▶ _Supplied text_:
[Start of section]
More than 30 percent of girls in the juvenile justice system have been sexually abused, according to a new study issued by the Human Rights Project for Girls, the Georgetown Law Center on Poverty and Inequality and the Ms. Foundation for Women. The study also found that LGBTQ girls and girls of color are disproportionately, and increasingly, represented in the juvenile justice system.
Girls are often funneled through a sexual-abuse-to-prison pipeline, the report says. They often end up in the system as a result of sexual victimization, such as when sex trafficking survivors are arrested on prostitution charges, and then are denied resources to identify and treat their trauma.
Girls are most often arrested for crimes such as running away, substance abuse and truancy—acts child abuse experts frequently name as signs of abuse. Moreover, women offenders tend to self-report their victimization “as a key factor leading to their offending,” the researchers found.
According to the report, which looked at both regional and national data, justice-involved girls:
- are dramatically more likely than justice-involved boys to have been sexually abused
- are most likely to be “fondled or molested” at age 5
- tend to be charged again after release if they have been sexually abused, while sexually abused boys do not
When these girls are arrested and charged instead of supported, the study contends, their abusers go unpunished and their trauma unrecognized. This leads to devastatingly dismal mental health outcomes in many girls, including depression and post-traumatic stress disorder (PTSD): In a 2004 study, the National Child Traumatic Stress Network (NCTSN) discovered that over 65 percent of justice-involved girls had experienced PTSD symptoms at some point in their lives.
In addition, juvenile justice facilities frequently lack the resources necessary to care for abused girls, both in terms of mental and physical health. Not only are half of justice-involved youth placed into facilities that do not provide mental health evaluations for all residents, but 88 percent live in facilities that lack professional licenses for their mental health counselors. Meanwhile, while sexually abused girls are significantly more likely to have been or be pregnant upon incarceration, the Department of Justice’s Office of Juvenile Justice and Delinquency Prevention (OJJDP) found that only 18 percent of juvenile justice facilities provide pregnancy testing at entry.
[End of section]
▶ _Complete the following_:
a. Reproduce the stretch from "More than 30" through "treat their trauma." in the article on girls in the juvenile justice system.
b. According to the article on girls in the juvenile justice system, what share of juvenile justice facilities provide pregnancy testing at entry?
c. Carry the article on girls in the juvenile justice system forward from its final sentence.

▶ _Data block_:
[Start of section]
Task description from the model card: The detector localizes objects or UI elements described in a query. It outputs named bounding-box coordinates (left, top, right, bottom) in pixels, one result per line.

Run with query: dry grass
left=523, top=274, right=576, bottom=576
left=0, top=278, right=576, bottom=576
[End of section]
▶ _Task answers_:
a.
More than 30 percent of girls in the juvenile justice system have been sexually abused, according to a new study issued by the Human Rights Project for Girls, the Georgetown Law Center on Poverty and Inequality and the Ms. Foundation for Women. The study also found that LGBTQ girls and girls of color are disproportionately, and increasingly, represented in the juvenile justice system.
Girls are often funneled through a sexual-abuse-to-prison pipeline, the report says. They often end up in the system as a result of sexual victimization, such as when sex trafficking survivors are arrested on prostitution charges, and then are denied resources to identify and treat their trauma.

b. Only 18 percent.

c.
The report makes several practical and legislative recommendations for dismantling the sexual-abuse-to-prison pipeline, including reevaluating the potentially traumatic effects of routine procedures such as strip-searching; continuing treatment for trauma after leaving the system; and providing gender-specific physical and mental health care, such as comprehensive reproductive care.
The child welfare system also needs significant change, the study finds, because girls who have encountered it are much more likely to end up in the juvenile justice system. Known as “the crossover path,” this trend disproportionally affects girls of color.
Yet the links between sexual abuse, race and gender in the juvenile justice system remain largely unexplored due to a lack of national and intersectional research.
“And when we lack the most basic information about girls’ unique needs and what is happening in their lives, especially against the backdrop of high rates of sexual violence,” the study’s conclusion declares, “the battle to develop effective strategies for their health is an uphill one.”